▸ **SHORT PROBLEM**: Count the lines of the data below that contain the string "wooden", treating uppercase and lowercase letters as different. Give only the number.

[Collected data]
####

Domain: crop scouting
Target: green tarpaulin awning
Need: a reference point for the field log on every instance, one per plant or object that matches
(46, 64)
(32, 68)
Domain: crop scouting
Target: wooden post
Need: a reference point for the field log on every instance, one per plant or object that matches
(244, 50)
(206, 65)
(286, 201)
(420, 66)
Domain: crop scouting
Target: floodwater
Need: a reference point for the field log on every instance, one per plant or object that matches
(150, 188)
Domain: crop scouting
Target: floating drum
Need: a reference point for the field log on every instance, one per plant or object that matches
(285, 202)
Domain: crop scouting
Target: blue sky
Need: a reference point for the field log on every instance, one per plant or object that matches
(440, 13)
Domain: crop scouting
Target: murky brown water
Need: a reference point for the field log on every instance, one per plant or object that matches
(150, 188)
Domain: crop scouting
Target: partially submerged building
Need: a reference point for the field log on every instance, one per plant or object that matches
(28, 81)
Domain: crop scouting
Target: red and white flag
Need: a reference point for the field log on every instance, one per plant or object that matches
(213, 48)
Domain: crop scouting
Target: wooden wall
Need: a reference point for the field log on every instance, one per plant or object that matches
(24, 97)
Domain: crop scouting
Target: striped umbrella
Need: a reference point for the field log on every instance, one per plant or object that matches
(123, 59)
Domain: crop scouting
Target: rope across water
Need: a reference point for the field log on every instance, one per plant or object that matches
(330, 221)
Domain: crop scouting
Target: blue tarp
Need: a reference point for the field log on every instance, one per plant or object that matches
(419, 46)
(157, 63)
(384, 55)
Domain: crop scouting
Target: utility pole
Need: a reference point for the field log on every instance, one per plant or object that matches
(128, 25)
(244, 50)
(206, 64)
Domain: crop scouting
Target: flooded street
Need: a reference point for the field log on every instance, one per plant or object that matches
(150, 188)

####

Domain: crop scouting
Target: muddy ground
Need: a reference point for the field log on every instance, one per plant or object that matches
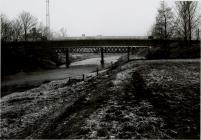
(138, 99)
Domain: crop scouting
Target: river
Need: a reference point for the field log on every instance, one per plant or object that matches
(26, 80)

####

▸ **RESPONSE**: 2